◆ THE REQUEST
Reproduce every line of the material below word for word.

◆ INPUT
--

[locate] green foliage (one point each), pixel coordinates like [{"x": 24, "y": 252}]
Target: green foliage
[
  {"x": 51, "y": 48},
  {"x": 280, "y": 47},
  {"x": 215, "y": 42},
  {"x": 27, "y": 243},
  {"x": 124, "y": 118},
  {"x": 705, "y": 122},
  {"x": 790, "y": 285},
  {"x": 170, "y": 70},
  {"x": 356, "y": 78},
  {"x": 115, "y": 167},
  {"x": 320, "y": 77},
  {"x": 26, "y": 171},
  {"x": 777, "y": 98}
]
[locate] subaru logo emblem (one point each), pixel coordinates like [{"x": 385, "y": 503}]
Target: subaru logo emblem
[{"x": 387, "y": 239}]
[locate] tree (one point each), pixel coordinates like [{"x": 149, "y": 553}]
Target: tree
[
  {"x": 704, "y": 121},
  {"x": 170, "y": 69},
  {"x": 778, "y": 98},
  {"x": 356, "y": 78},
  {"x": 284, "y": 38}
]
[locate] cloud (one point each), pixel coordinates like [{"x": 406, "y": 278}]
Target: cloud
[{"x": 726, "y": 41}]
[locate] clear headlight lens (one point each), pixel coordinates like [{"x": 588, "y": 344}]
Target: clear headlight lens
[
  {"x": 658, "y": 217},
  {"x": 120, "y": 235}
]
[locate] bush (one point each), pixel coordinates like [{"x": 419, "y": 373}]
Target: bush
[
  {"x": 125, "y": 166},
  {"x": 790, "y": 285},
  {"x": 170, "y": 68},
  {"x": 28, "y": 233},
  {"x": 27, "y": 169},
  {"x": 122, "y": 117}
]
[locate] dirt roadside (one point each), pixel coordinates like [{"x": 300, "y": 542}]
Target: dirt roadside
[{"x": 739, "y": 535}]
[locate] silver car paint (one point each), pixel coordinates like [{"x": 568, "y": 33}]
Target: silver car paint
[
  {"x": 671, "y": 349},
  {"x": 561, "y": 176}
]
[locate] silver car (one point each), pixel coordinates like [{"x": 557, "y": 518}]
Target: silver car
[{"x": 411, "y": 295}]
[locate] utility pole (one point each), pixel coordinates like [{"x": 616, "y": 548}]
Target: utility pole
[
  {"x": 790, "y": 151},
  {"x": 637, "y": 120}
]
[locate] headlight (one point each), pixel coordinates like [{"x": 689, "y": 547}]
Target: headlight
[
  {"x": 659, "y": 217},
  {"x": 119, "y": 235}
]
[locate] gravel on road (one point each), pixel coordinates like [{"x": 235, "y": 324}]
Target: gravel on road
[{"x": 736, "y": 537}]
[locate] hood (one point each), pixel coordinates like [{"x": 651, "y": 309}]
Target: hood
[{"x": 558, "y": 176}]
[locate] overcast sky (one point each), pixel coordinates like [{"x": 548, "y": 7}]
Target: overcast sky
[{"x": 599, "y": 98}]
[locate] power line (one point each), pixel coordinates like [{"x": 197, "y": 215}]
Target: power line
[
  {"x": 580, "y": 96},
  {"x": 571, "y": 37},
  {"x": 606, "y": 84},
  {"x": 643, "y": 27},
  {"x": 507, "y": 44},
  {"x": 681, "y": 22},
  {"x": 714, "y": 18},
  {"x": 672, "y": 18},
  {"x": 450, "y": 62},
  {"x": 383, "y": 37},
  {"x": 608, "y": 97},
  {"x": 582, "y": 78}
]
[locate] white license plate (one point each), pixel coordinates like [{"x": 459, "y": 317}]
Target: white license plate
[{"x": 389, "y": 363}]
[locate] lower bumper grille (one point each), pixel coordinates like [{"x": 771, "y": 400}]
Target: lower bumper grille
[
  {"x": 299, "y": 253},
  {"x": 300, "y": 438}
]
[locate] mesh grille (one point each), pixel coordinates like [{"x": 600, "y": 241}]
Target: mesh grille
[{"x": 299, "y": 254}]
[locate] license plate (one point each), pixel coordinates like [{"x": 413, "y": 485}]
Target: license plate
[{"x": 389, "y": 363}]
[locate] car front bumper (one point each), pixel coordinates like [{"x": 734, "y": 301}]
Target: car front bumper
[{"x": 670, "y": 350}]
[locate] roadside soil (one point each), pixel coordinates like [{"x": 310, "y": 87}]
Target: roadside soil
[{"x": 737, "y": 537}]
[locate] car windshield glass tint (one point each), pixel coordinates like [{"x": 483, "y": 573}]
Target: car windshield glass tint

--

◆ ANSWER BELOW
[locate] green foliage (one point each), pixel coordinates like [{"x": 24, "y": 252}]
Target: green foliage
[
  {"x": 51, "y": 48},
  {"x": 280, "y": 47},
  {"x": 215, "y": 42},
  {"x": 27, "y": 243},
  {"x": 124, "y": 118},
  {"x": 705, "y": 122},
  {"x": 790, "y": 285},
  {"x": 170, "y": 70},
  {"x": 356, "y": 78},
  {"x": 115, "y": 167},
  {"x": 320, "y": 77},
  {"x": 26, "y": 171},
  {"x": 777, "y": 98}
]
[locate] subaru logo emblem (one point each), pixel coordinates like [{"x": 385, "y": 503}]
Target: subaru logo emblem
[{"x": 387, "y": 239}]
[locate] tree (one point each), pixel coordinates like [{"x": 149, "y": 553}]
Target: tree
[
  {"x": 704, "y": 121},
  {"x": 170, "y": 69},
  {"x": 778, "y": 98},
  {"x": 356, "y": 78},
  {"x": 284, "y": 38}
]
[locate] cloud (one point each), pixel coordinates like [{"x": 406, "y": 278}]
Target: cloud
[{"x": 726, "y": 41}]
[locate] clear headlight lens (one point each), pixel coordinates like [{"x": 588, "y": 344}]
Target: clear headlight lens
[
  {"x": 658, "y": 217},
  {"x": 120, "y": 235}
]
[locate] bush (one point each), pixel coordinates like [{"x": 419, "y": 373}]
Target: bush
[
  {"x": 125, "y": 166},
  {"x": 790, "y": 285},
  {"x": 170, "y": 68},
  {"x": 28, "y": 233},
  {"x": 27, "y": 169},
  {"x": 122, "y": 117}
]
[locate] dirt roadside (one point each), pixel coordinates like [{"x": 300, "y": 542}]
Target: dirt roadside
[{"x": 739, "y": 535}]
[locate] silver car paint (one point each), pixel coordinates like [{"x": 568, "y": 33}]
Target: silver car paint
[
  {"x": 671, "y": 349},
  {"x": 561, "y": 176}
]
[locate] silver car (one point each), pixel coordinates like [{"x": 557, "y": 518}]
Target: silver car
[{"x": 411, "y": 295}]
[locate] utility pole (one point each), pixel coordinates like [{"x": 616, "y": 548}]
Target: utility pole
[
  {"x": 790, "y": 151},
  {"x": 637, "y": 120}
]
[locate] headlight (one point each), pixel coordinates like [{"x": 689, "y": 547}]
Target: headlight
[
  {"x": 659, "y": 217},
  {"x": 119, "y": 235}
]
[locate] gravel on road (one point each), pixel coordinates like [{"x": 235, "y": 324}]
Target: gravel on road
[{"x": 736, "y": 537}]
[locate] hood (one point each), pixel coordinates like [{"x": 651, "y": 309}]
Target: hood
[{"x": 558, "y": 176}]
[locate] overcast sky (one point each), pixel coordinates like [{"x": 548, "y": 7}]
Target: overcast sky
[{"x": 599, "y": 98}]
[locate] power line (one point each), pixel coordinates like [{"x": 197, "y": 215}]
Target: power line
[
  {"x": 580, "y": 96},
  {"x": 571, "y": 37},
  {"x": 606, "y": 84},
  {"x": 643, "y": 27},
  {"x": 507, "y": 44},
  {"x": 681, "y": 22},
  {"x": 714, "y": 18},
  {"x": 672, "y": 18},
  {"x": 450, "y": 62},
  {"x": 383, "y": 37},
  {"x": 608, "y": 97},
  {"x": 582, "y": 78}
]
[locate] white license plate (one point each), pixel coordinates like [{"x": 459, "y": 317}]
Target: white license plate
[{"x": 389, "y": 363}]
[locate] lower bumper grille (one point each), pixel coordinates like [{"x": 771, "y": 400}]
Target: lower bumper grille
[
  {"x": 299, "y": 253},
  {"x": 300, "y": 438}
]
[locate] mesh grille (one point each), pixel coordinates like [{"x": 600, "y": 241}]
Target: mesh grille
[{"x": 299, "y": 254}]
[locate] license plate (one point each), pixel coordinates like [{"x": 413, "y": 485}]
Target: license plate
[{"x": 389, "y": 363}]
[locate] car front bumper (one point each), pixel coordinates like [{"x": 734, "y": 301}]
Target: car front bumper
[{"x": 670, "y": 350}]
[locate] roadside soil (one point each), pixel coordinates like [{"x": 310, "y": 87}]
Target: roadside soil
[{"x": 737, "y": 537}]
[locate] car windshield glass tint (one point each), pixel coordinates like [{"x": 483, "y": 573}]
Target: car windshield glass tint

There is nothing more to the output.